** SHORT EXERCISE **
Pull out each line of the records below that contains the string "tree". Case matters.

** MATERIAL FOR THIS TASK **
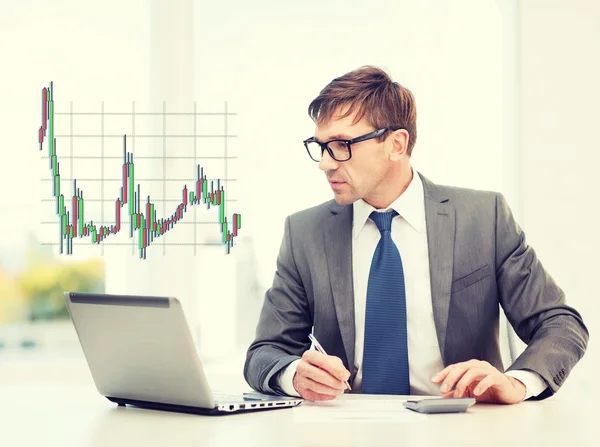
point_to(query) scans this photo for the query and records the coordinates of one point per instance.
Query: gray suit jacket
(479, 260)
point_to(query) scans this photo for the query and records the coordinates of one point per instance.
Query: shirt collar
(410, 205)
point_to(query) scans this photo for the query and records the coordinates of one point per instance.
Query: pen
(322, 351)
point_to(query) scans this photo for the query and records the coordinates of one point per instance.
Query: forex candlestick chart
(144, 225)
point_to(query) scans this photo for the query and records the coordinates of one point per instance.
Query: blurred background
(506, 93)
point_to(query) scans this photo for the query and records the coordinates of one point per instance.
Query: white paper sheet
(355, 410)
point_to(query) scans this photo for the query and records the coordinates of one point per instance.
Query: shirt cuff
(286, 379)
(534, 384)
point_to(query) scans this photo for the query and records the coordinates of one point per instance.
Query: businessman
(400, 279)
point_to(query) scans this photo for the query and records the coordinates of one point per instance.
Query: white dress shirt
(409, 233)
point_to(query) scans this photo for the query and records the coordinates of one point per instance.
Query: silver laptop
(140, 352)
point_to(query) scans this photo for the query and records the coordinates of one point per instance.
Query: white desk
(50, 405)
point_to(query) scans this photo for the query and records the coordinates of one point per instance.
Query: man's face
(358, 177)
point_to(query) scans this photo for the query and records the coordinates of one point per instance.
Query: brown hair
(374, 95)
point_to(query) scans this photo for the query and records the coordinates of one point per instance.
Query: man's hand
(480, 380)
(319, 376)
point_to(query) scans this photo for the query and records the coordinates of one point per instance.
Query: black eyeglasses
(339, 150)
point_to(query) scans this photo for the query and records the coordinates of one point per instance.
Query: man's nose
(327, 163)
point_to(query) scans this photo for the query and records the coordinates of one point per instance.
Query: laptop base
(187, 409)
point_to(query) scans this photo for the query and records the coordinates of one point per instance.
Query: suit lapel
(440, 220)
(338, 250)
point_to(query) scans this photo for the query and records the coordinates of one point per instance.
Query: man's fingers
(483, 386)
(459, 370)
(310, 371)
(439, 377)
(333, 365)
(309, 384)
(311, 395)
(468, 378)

==

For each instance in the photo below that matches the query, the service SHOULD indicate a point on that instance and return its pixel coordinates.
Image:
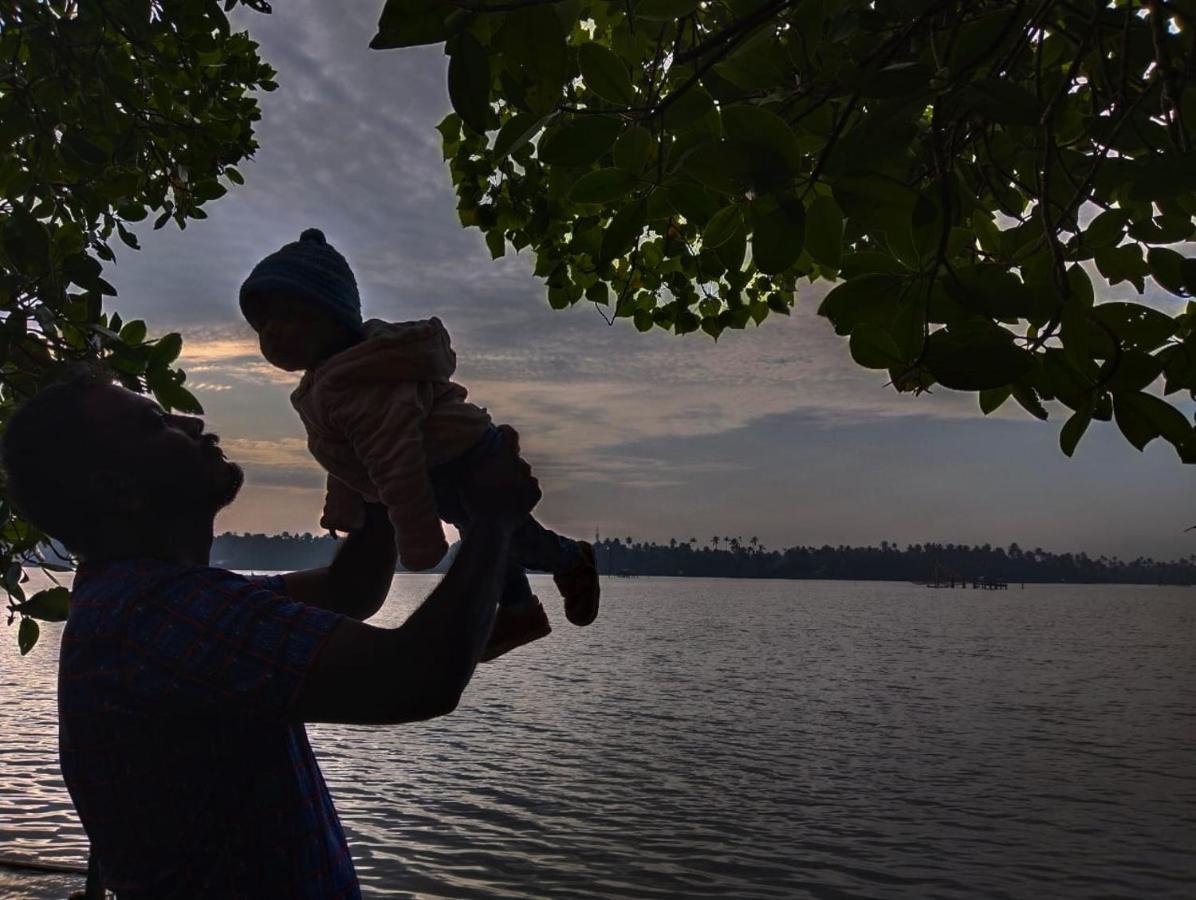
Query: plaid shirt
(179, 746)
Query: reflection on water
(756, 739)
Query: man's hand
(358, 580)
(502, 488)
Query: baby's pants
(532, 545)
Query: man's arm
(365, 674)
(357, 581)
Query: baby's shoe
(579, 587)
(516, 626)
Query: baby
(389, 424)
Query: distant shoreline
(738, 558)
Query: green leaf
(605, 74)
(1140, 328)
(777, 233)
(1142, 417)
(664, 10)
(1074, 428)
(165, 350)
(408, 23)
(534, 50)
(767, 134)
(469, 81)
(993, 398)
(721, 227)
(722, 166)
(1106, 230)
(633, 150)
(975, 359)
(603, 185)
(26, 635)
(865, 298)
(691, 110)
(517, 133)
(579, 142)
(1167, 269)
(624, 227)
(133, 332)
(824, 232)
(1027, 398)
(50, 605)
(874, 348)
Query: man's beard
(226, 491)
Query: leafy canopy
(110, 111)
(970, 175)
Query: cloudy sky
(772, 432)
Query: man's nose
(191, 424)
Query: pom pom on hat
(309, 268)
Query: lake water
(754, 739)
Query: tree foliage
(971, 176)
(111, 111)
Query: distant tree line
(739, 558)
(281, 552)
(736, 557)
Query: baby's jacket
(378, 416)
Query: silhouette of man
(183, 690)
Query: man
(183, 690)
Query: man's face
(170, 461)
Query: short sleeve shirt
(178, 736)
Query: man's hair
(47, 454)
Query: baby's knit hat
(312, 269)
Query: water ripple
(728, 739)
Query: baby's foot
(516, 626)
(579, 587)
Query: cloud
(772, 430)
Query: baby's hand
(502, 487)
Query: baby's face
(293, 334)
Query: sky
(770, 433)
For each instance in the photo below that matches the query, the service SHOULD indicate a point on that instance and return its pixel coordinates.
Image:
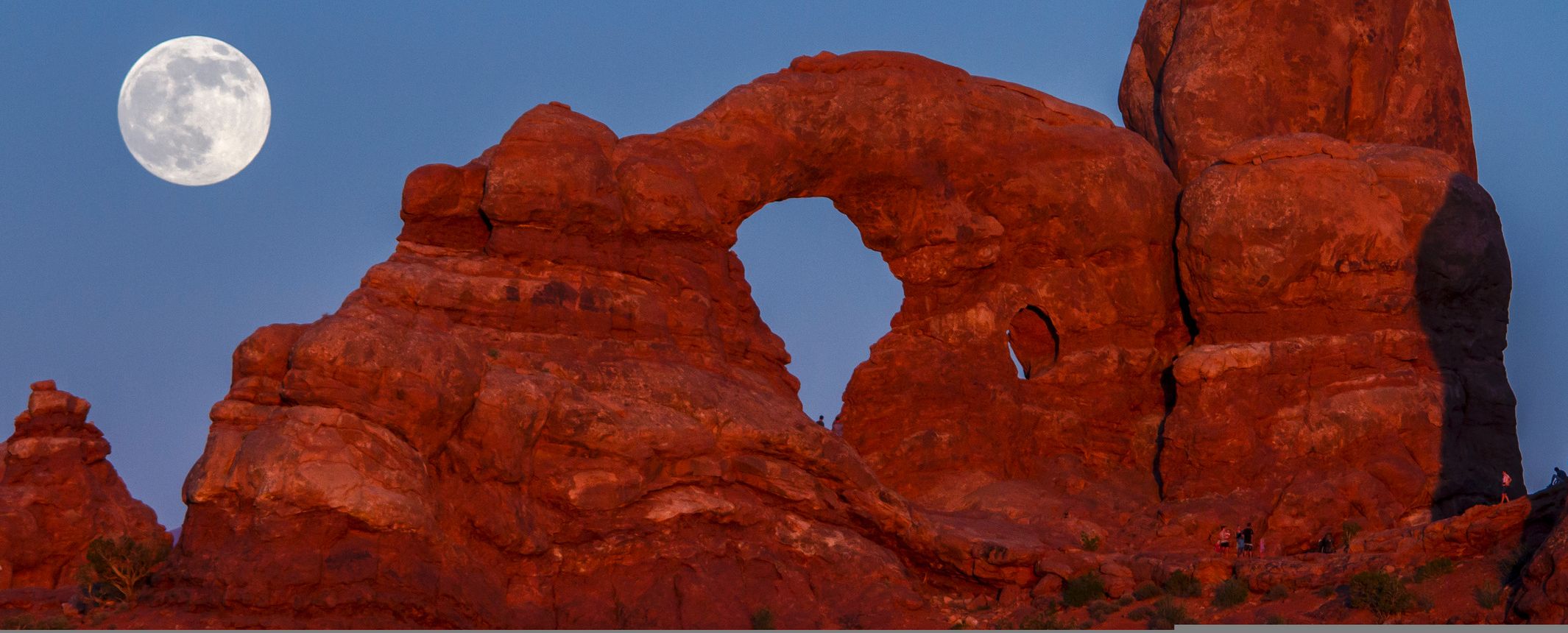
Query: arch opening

** ANSWER TO THIS PROBLEM **
Query: tree foliage
Query: distant tree line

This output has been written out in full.